> Required work:
Repeat the records below word for word, but start at the line that contains "green stem with one point per instance.", stop after the last line, and include nothing else.

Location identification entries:
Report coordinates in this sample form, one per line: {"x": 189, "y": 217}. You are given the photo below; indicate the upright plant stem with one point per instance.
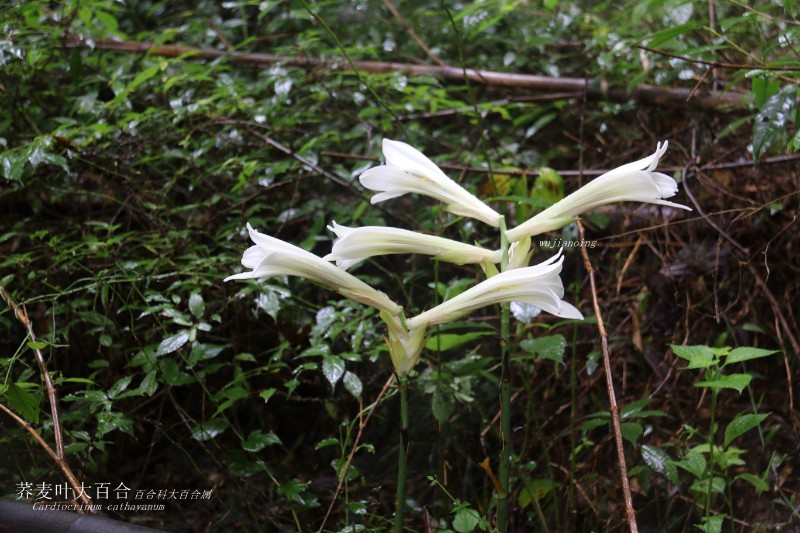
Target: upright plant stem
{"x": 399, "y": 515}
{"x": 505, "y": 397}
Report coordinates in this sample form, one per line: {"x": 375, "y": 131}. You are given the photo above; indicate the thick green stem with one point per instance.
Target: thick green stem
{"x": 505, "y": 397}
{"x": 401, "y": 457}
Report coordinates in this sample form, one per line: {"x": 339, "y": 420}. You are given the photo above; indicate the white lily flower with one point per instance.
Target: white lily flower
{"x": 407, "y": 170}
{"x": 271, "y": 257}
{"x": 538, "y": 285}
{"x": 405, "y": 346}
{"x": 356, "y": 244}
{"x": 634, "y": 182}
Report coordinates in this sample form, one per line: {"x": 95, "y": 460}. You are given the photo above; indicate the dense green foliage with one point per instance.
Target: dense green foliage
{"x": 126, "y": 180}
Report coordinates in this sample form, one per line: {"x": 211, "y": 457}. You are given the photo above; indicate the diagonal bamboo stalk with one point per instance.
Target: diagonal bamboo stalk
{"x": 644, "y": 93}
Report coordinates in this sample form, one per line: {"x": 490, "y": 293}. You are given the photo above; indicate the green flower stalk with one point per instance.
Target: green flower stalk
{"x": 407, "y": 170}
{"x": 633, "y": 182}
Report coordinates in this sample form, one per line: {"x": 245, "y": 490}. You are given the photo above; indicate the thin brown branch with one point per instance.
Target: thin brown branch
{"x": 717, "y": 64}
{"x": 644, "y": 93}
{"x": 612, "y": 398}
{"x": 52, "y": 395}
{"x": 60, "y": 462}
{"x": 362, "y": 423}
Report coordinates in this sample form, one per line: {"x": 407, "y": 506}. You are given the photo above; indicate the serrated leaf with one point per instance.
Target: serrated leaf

> Correct result:
Report coordinates in this sample form, one per line: {"x": 375, "y": 131}. You are given the photo above; indicate the thick green stem with one point per instance.
Target: thick green stem
{"x": 505, "y": 397}
{"x": 401, "y": 457}
Report coordinates in this sample form, one per line: {"x": 339, "y": 420}. You are given the photo above; indicate the white lily flower with one point per instance.
Target: white lily flower
{"x": 407, "y": 170}
{"x": 271, "y": 257}
{"x": 538, "y": 285}
{"x": 405, "y": 346}
{"x": 356, "y": 244}
{"x": 634, "y": 182}
Report coordinates in this sample form, one per line: {"x": 95, "y": 460}. You are given the photo above; indicate the dense green foliage with one point per instance.
Target: dense green foliage
{"x": 126, "y": 180}
Report coordinates in this sample form, one per line: {"x": 211, "y": 457}. You are given the photo above; indicate the diagonal bamboo stalk with one point per instance.
Target: diagonal bamboo stalk
{"x": 644, "y": 93}
Report coordinates in this sample form, one per line: {"x": 490, "y": 293}. You are given the photo above; indicate the green flower stalk with one point per instance.
Target: green flower stalk
{"x": 407, "y": 170}
{"x": 633, "y": 182}
Report coordinates in this sample form, one per line: {"x": 245, "y": 490}. You are given the photo above; indicate the thin brown branch with one point per instance.
Target: thin brown branch
{"x": 717, "y": 64}
{"x": 644, "y": 93}
{"x": 612, "y": 398}
{"x": 52, "y": 395}
{"x": 60, "y": 462}
{"x": 362, "y": 423}
Report coordinates in this sample form, one per line: {"x": 407, "y": 506}. You are given the photo above; indicate the serrated leaf with one point per instance.
Target: serrated leaf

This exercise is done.